> PAGE EXTRACT:

To prove his point at the lecture, he displayed a 10-Deutsche mark, the German bank note that disappeared with the euro's introduction. The bill has a portrait of Johann Carl Friedrich Gauss and his creation, the bell curve. Taleb noted that during Germany's economic crisis in the 1920s, the mark went from three per each American dollar to more than 4.2 trillion per dollar, a slope considered impossible by Gauss' mathematics.
"We're doomed by the exceptions," he said.
It is a concept that has baffled many. A reader summarized the fallout by sending Taleb a T-shirt that read: "The Absence of Evidence is not Evidence of Absence." Taleb wore it in the gym, confusing his neighbors on the treadmill. While Taleb kindly considers the traders in Chicago "immune" to black swans attacks, members of the audience noted that his ideas are contrary to much of the conventional wisdom that built a multibillion-dollar futures and options industry in the Windy City.

> RECORD EXCERPTS:
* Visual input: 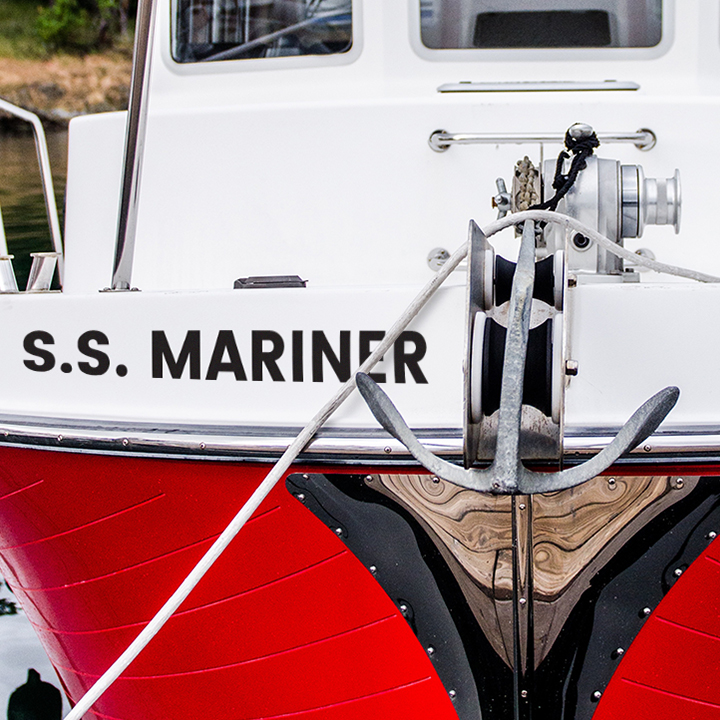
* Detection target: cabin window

...

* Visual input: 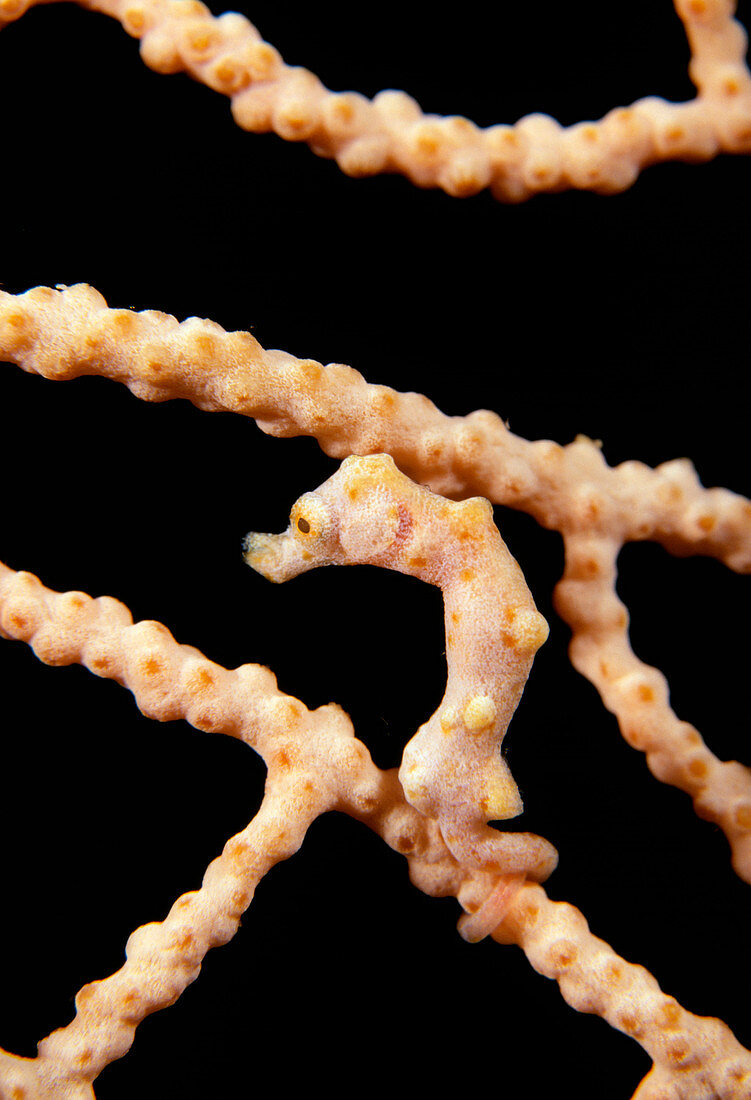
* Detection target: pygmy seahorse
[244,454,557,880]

> AIM 1: In the Taleb lecture excerpt, whose portrait appears on the 10-Deutsche mark bill?
> AIM 2: Duplicate the passage of the Taleb lecture excerpt from "To prove his" up to and including "by Gauss' mathematics.".
> AIM 3: Pick up the Taleb lecture excerpt after its final sentence and continue writing it.

> TASK RESULT 1: Johann Carl Friedrich Gauss

> TASK RESULT 2:
To prove his point at the lecture, he displayed a 10-Deutsche mark, the German bank note that disappeared with the euro's introduction. The bill has a portrait of Johann Carl Friedrich Gauss and his creation, the bell curve. Taleb noted that during Germany's economic crisis in the 1920s, the mark went from three per each American dollar to more than 4.2 trillion per dollar, a slope considered impossible by Gauss' mathematics.

> TASK RESULT 3:
"What he's saying is a threat to the way things are," said Chris Hart, a stock options trader for Okoboji Options. "It's had some impact, but the industry keeps going on." Hitesh Patel, who works for Allegiant Asset Management Group, said opponents to Taleb's core notions are guilty of excessive pride. "He's correct," Patel said. "It's hubris to try to predict extremes."